▶ [Extract to read]
****************************************

PDA

View Full Version : QDirIterator internals?



zaphod.b
4th December 2013, 14:48
Hi all,

I have a thin wrapper around QDirIterator. This wrapper should be "filterable" by an internal regular expression.

Out-of-the-box QDirIterator supports globbing but not regexes. Also, from the doc

QDirIterator is uni-directional (i.e., you cannot iterate directories in reverse order) and does not allow random access
so I cannot simply set a savepoint, then iterate+skip, and finally revert to the savepoint.
Finally, QDirIterator doesn't provide a copy ctor or clone either.

Question:
Is a QDirIterator's order guaranteed? In other words: Is it safe to simulate a copy ctor by creating a new QDirIterator from the original one's path(), then advance it until its filePath() matches the original one's?

Or is there another solution to my problem? Thx for your consideration.

****************************************

▶ [Exercise objective] Can you continue the QDirIterator forum thread above from its last line?

****************************************

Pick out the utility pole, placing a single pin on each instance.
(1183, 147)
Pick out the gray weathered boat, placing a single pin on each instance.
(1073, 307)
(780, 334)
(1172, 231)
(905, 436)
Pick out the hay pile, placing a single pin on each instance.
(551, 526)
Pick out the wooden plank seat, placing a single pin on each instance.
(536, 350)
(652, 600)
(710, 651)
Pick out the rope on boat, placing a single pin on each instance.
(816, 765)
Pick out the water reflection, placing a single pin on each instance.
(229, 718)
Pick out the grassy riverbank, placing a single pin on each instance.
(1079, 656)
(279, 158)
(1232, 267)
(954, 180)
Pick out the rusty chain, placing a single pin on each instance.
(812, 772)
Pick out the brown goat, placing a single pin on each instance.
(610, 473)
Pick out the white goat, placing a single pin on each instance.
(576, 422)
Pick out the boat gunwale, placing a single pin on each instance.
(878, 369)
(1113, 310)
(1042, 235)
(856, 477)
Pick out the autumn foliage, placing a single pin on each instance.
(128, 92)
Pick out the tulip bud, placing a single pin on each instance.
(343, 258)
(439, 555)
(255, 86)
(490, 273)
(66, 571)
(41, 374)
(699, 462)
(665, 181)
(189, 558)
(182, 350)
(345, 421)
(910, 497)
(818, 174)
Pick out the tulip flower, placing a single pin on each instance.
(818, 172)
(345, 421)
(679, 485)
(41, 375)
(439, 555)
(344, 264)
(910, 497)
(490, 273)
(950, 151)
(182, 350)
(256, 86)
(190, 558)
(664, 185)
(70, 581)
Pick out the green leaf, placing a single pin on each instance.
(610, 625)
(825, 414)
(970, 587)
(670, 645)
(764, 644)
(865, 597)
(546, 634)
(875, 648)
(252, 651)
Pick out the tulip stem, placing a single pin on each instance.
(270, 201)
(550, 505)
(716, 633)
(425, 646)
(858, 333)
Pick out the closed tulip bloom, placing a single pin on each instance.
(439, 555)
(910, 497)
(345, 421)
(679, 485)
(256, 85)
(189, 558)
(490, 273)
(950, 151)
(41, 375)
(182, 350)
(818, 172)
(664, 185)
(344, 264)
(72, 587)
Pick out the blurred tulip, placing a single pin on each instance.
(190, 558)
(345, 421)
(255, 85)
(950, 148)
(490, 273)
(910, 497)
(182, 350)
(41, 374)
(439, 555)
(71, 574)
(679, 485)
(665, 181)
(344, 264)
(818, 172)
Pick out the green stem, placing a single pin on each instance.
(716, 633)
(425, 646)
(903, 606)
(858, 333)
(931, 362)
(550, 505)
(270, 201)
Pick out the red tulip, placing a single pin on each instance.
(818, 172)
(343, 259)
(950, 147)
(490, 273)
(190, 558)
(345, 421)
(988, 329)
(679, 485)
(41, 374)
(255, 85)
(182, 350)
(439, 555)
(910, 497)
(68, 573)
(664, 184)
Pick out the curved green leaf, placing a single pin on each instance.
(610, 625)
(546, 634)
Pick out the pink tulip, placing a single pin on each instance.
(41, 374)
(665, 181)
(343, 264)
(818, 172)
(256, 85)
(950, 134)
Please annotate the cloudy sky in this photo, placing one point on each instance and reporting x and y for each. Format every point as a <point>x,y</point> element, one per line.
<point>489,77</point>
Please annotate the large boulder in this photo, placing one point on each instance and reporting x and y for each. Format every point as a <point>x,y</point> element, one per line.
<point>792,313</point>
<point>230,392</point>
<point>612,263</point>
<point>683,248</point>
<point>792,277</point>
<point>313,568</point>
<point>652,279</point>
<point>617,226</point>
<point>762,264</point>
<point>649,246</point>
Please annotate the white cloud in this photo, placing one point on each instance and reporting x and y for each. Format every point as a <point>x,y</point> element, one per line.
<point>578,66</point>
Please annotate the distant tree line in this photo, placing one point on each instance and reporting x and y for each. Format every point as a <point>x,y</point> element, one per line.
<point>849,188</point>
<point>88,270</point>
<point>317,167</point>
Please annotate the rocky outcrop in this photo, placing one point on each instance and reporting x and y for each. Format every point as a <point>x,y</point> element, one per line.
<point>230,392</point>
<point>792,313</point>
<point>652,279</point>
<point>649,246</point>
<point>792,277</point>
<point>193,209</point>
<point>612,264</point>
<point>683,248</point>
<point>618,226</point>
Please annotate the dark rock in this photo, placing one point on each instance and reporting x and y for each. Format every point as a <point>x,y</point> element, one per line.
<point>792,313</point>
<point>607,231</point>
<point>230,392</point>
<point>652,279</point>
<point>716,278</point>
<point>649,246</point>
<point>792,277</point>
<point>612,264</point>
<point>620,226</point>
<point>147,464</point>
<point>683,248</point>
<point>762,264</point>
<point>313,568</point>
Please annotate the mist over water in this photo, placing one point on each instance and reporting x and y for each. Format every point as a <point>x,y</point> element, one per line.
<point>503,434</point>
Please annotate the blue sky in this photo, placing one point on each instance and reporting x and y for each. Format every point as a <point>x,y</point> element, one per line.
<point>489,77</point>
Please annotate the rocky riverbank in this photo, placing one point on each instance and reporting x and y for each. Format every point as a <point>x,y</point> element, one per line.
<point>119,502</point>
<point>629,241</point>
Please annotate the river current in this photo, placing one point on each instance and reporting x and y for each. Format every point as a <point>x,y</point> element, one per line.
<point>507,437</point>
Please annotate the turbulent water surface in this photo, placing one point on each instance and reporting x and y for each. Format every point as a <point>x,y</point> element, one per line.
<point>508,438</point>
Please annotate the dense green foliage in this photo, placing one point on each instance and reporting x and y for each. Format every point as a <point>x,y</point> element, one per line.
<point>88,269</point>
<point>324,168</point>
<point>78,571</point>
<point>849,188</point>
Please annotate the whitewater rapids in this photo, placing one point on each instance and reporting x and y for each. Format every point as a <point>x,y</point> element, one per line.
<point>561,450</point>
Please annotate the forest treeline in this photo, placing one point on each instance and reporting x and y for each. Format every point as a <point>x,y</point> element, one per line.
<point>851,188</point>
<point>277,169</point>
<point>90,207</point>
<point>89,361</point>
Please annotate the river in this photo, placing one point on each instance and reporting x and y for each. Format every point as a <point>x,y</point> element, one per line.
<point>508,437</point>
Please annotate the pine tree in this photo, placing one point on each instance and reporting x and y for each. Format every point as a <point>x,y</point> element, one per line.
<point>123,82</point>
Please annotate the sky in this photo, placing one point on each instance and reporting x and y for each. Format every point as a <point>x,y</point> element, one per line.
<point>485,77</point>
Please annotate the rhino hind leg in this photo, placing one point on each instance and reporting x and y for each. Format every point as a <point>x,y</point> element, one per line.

****************************************

▶ [Reply]
PS: I'm on 5.1. Mind that the QTCLASS link above links to 4.8, though on first sight there are no differences.

anda_skoa
4th December 2013, 16:15
I haven't had a look at the code but my understanding is that it uses the platform's directory traversing API.

So creating a new QDirIterator will call into that API again. If anything has changed the new iterator might have a different iteration result sequence than the first one.

However I don't see why you would need to go back for your use case of filtering using regular expression.
Your iterator will call into the ecapsulated iterator untill your criteria is met and then return this data until it is moved forward, no?

Cheers,
_

zaphod.b
4th December 2013, 17:25
Hi and thx,


I haven't had a look at the code but my understanding is that it uses the platform's directory traversing API.
I had a short glimpse but refrained from getting into the code for complexity.


So creating a new QDirIterator will call into that API again. If anything has changed the new iterator might have a different iteration result sequence than the first one.
If your understanding is correct, then these changes would apply to the "original" iterator as well, wouldn't they? In other words: Unbuffered iterators are always invalidated if the underlying collection changes, aren't they?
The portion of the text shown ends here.